### REQUIRED TASKS
a) Answer these questions from the network delay thread:
(i) How long is the delay when accessing shared network directories?
(ii) What did Boris search for with RegScanner before deleting the matches?
(iii) What router is Dick Ballard's network built on?
b) In the network delay thread, transcribe the stretch from "Someone (perhaps an" through "was going on.".

### PROVIDED PASSAGE

^^^^^^^^^^^^^^^^

Windows Explorer Network access delays

D

Dick Ballard

In recent months, there is a 15 second delay in accessing shared
network directories from any of the PC's on my network when using
Windows Explorer. This is true for either my laptop when it is
connected (wireless) or another desktop which is hard wired through
the router/switch.

Dick Ballard
(e-mail address removed)
 
B

Boris

In recent months, there is a 15 second delay in accessing shared
network directories from any of the PC's on my network when using
Windows Explorer. This is true for either my laptop when it is
connected (wireless) or another desktop which is hard wired through
the router/switch.

Dick Ballard
(e-mail address removed)

Someone (perhaps an MVP) on this ng helped me with this problem last
year.

Just a guess, but you may have a network drive that is orphaned. That
is where you had a network drive mapped on your system, and later
deleted it, but it still has references to it in your registry. When
you then log on to your network, your system spends lots of time
looking for the orphaned network drive, which it will never find, and
then it moves on to find the other, legitimate drives. I had my
daughter's machine mapped as a network drive, and when I replaced her
machine, I deleted the old machine from my mapped drives, but my pc
would still look for it. Took about 20 seconds. I didn't know what
was going on.

I installed RegScanner:

RegScanner v1.20
Copyright (c) 2004 - 2005 Nir Sofer
Web Site: http://www.nirsoft.net

Description
===========

RegScanner is a small utility that allows you to scan the Registry,
find
the desired Registry values that match to the specified search
criteria,
and display them in one list. After finding the Registry values, you
can
easily jump to the right value in RegEdit, simply by double-clicking
the
desired Registry item.

Using RegScanner, I then searched for every instance of "daughterC",
and deleted them all.

Voila! Problem solved.
 
D

Dick Ballard

In recent months, there is a 15 second delay in accessing shared
network directories from any of the PC's on my network when using
Windows Explorer. This is true for either my laptop when it is
connected (wireless) or another desktop which is hard wired through
the router/switch.

Dick Ballard
(e-mail address removed)

I have finally discovered a way to eliminate the delay. I am running
Windows XP with Norton Internet Security 2007 on all three pc's on my
network. The network is implemented using a Linksys WRT54G router. Two
desktop pc's are hard wired and the laptop is wireless.

The network gateway address is listed in Personal Firewall on the
Trusted tab of NIS, but that is apparently not enough to allow Windows
Explorer full access. I found that it is also necessary to list the IP
addresses of all three networked pc's on this tab in order to
eliminate shared resource access delays. This change needs to be done
on every pc on the network.

^^^^^^^^^^^^^^^^

(Natural language region descriptions)
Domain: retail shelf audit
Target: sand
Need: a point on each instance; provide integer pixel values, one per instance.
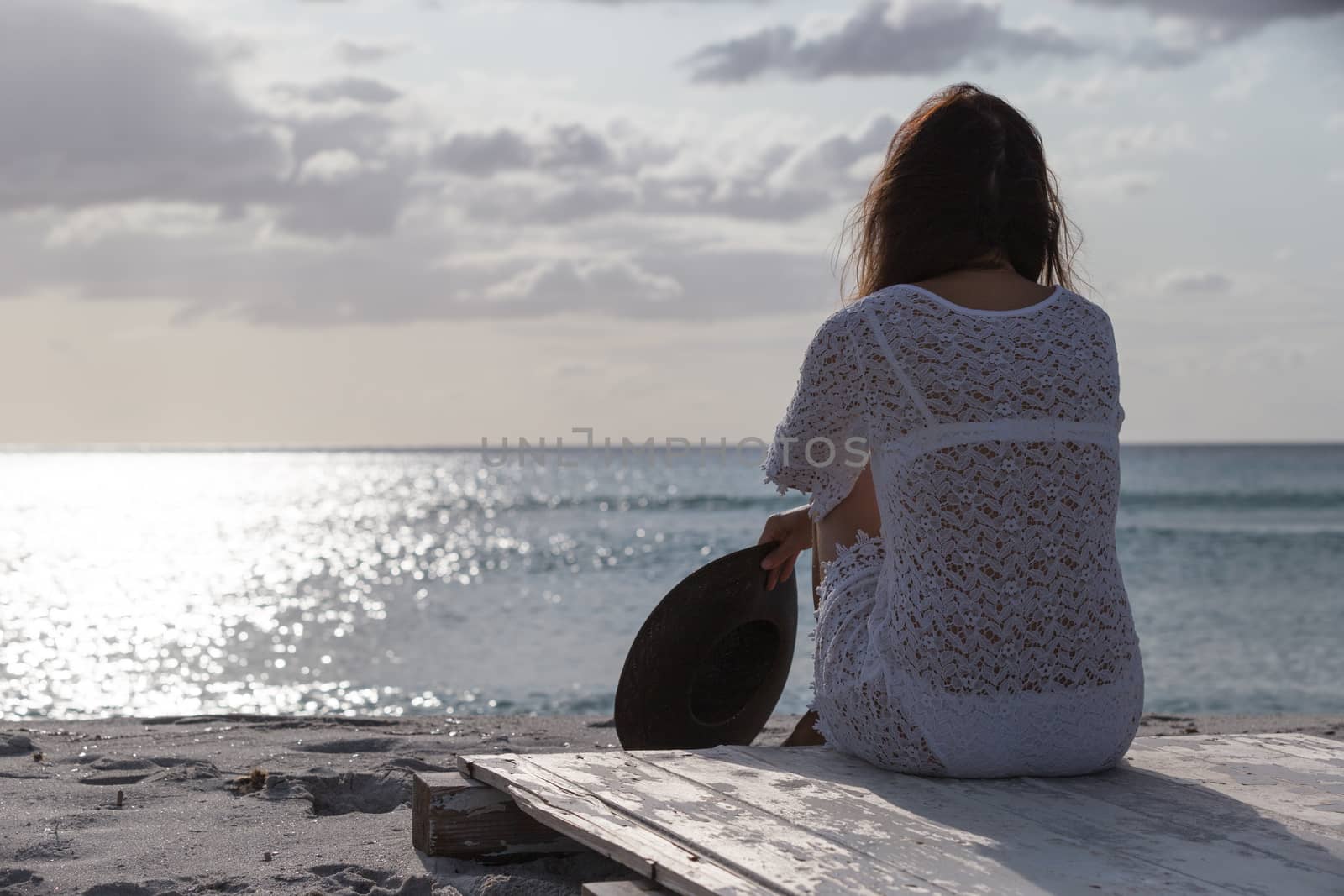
(331, 815)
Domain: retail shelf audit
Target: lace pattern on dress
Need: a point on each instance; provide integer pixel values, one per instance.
(995, 590)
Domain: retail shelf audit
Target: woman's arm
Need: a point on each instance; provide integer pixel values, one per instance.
(793, 532)
(857, 511)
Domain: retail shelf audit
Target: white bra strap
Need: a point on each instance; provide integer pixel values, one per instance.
(895, 367)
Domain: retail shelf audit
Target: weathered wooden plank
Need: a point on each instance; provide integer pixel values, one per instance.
(1200, 836)
(588, 820)
(1173, 819)
(1285, 777)
(730, 832)
(463, 819)
(937, 829)
(622, 888)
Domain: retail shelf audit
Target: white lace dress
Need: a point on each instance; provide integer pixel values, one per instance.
(987, 633)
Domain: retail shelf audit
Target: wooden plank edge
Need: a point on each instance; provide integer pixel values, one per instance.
(669, 862)
(622, 888)
(461, 819)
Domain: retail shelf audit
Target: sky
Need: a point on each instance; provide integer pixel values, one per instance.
(436, 222)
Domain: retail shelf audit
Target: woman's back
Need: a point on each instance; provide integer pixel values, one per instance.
(994, 453)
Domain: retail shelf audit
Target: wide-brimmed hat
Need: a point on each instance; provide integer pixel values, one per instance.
(711, 660)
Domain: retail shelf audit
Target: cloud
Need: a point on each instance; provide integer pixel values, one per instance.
(564, 147)
(1116, 186)
(916, 38)
(1189, 29)
(167, 127)
(1126, 141)
(1200, 282)
(170, 128)
(365, 90)
(318, 203)
(617, 285)
(366, 53)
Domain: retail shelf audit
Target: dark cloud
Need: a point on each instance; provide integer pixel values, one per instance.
(168, 127)
(366, 90)
(107, 102)
(882, 39)
(165, 181)
(1206, 26)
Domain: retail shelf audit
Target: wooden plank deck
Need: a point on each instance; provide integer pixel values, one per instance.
(1193, 815)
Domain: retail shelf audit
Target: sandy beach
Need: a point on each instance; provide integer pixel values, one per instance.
(329, 817)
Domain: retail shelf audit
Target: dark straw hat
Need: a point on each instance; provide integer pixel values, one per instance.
(711, 660)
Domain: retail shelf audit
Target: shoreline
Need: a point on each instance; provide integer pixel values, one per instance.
(331, 819)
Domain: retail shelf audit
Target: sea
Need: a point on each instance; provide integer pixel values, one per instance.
(454, 582)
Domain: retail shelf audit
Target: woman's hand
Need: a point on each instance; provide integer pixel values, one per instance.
(793, 532)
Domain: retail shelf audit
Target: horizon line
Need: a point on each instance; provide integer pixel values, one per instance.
(132, 448)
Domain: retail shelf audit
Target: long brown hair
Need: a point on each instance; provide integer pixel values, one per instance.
(964, 186)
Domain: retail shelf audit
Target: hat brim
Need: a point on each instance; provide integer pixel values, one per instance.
(711, 660)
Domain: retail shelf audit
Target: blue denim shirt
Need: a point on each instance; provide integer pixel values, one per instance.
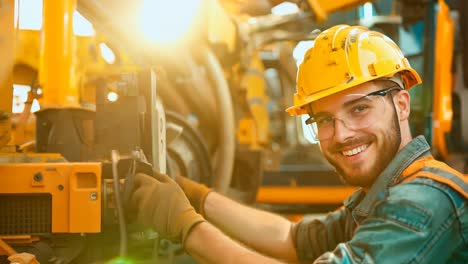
(420, 221)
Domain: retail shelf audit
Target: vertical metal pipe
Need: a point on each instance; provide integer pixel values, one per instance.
(226, 137)
(7, 53)
(57, 57)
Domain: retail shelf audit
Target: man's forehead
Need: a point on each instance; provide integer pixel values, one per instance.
(338, 99)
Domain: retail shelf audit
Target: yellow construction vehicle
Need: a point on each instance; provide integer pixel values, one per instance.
(207, 104)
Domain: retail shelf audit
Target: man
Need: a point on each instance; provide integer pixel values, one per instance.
(410, 209)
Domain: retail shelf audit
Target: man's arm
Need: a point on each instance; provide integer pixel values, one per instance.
(221, 248)
(265, 232)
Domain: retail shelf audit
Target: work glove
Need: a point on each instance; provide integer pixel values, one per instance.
(159, 202)
(196, 193)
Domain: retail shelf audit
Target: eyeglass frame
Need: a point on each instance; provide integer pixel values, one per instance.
(383, 92)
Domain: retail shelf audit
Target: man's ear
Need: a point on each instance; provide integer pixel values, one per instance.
(402, 104)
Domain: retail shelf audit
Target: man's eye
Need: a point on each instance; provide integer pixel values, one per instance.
(360, 109)
(323, 121)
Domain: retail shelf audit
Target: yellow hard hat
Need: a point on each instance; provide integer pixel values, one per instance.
(345, 56)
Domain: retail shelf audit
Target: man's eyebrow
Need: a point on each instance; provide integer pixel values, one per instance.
(318, 114)
(350, 102)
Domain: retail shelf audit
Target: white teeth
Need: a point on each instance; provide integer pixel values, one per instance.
(354, 151)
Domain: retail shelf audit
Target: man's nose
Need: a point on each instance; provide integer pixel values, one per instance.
(342, 130)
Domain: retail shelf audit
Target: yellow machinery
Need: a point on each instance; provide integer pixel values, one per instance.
(199, 107)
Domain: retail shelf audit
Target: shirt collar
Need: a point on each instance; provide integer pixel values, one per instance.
(361, 203)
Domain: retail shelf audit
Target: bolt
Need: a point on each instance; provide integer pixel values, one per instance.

^^^^^^^^^^^^^^^^

### ANSWERS BY ITEM
a)
(i) 15 seconds
(ii) Every instance of "daughterC"
(iii) A Linksys WRT54G router

b)
Someone (perhaps an MVP) on this ng helped me with this problem last
year.

Just a guess, but you may have a network drive that is orphaned. That
is where you had a network drive mapped on your system, and later
deleted it, but it still has references to it in your registry. When
you then log on to your network, your system spends lots of time
looking for the orphaned network drive, which it will never find, and
then it moves on to find the other, legitimate drives. I had my
daughter's machine mapped as a network drive, and when I replaced her
machine, I deleted the old machine from my mapped drives, but my pc
would still look for it. Took about 20 seconds. I didn't know what
was going on.